Natural-language object grounding data
_ _ _

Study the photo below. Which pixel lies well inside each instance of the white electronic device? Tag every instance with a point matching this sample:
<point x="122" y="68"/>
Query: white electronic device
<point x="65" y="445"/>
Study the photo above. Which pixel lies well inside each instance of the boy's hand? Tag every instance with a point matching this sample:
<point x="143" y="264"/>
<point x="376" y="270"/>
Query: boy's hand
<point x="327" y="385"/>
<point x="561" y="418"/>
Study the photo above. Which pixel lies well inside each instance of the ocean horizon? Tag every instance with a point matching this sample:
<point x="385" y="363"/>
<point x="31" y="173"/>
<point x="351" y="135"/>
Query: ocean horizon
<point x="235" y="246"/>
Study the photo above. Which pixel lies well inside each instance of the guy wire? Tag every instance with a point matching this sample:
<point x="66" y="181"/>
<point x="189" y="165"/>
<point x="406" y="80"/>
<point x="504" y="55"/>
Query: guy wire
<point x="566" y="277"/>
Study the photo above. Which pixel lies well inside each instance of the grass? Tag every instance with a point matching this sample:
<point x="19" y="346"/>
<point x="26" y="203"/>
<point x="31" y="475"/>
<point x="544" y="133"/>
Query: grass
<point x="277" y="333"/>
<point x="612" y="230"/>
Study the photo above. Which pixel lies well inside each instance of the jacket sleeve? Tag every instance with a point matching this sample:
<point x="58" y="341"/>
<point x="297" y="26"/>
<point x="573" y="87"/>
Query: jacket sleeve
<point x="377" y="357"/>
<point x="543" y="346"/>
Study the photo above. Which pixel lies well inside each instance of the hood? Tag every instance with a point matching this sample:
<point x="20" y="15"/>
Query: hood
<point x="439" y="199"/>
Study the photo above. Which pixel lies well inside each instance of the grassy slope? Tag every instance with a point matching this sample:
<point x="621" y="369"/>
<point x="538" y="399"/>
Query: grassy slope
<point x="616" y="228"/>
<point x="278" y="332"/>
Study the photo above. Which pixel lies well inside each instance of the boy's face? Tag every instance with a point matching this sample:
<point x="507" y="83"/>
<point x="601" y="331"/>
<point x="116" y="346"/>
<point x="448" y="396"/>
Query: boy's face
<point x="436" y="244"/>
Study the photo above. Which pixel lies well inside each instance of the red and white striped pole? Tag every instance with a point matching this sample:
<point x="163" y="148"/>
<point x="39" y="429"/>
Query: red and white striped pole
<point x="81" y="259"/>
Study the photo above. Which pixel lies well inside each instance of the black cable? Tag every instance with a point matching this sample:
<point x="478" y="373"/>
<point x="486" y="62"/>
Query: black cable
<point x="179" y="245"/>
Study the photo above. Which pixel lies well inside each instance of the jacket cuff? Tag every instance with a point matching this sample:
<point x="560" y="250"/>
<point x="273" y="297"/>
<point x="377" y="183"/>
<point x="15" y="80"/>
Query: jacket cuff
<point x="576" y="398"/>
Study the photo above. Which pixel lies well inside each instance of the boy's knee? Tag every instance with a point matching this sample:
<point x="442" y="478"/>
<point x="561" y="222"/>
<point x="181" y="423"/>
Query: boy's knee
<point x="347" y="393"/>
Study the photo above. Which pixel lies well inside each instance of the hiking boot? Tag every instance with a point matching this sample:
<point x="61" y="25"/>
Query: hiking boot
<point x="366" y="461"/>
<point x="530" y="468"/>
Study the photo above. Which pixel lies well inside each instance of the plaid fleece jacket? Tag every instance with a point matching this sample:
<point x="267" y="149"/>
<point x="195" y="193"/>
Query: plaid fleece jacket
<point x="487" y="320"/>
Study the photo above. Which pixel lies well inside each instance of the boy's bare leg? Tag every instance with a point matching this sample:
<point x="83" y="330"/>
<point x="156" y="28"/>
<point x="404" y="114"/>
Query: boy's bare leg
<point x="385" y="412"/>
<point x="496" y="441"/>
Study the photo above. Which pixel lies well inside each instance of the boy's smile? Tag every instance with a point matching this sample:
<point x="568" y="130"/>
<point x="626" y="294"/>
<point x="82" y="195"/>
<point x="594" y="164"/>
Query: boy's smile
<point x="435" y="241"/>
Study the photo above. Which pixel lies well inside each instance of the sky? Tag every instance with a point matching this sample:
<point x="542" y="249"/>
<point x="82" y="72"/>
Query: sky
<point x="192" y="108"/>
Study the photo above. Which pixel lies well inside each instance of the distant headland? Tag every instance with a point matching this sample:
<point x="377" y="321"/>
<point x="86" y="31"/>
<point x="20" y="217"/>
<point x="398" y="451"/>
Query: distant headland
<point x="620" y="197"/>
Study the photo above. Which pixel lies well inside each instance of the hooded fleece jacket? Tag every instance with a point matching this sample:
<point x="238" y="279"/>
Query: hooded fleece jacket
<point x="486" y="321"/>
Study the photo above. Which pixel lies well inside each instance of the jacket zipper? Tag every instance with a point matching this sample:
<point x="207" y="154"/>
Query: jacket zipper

_ _ _

• [Exercise objective]:
Work through the records above and count the lines that hold the string "zipper". Please give only that figure.

• [Your solution]:
2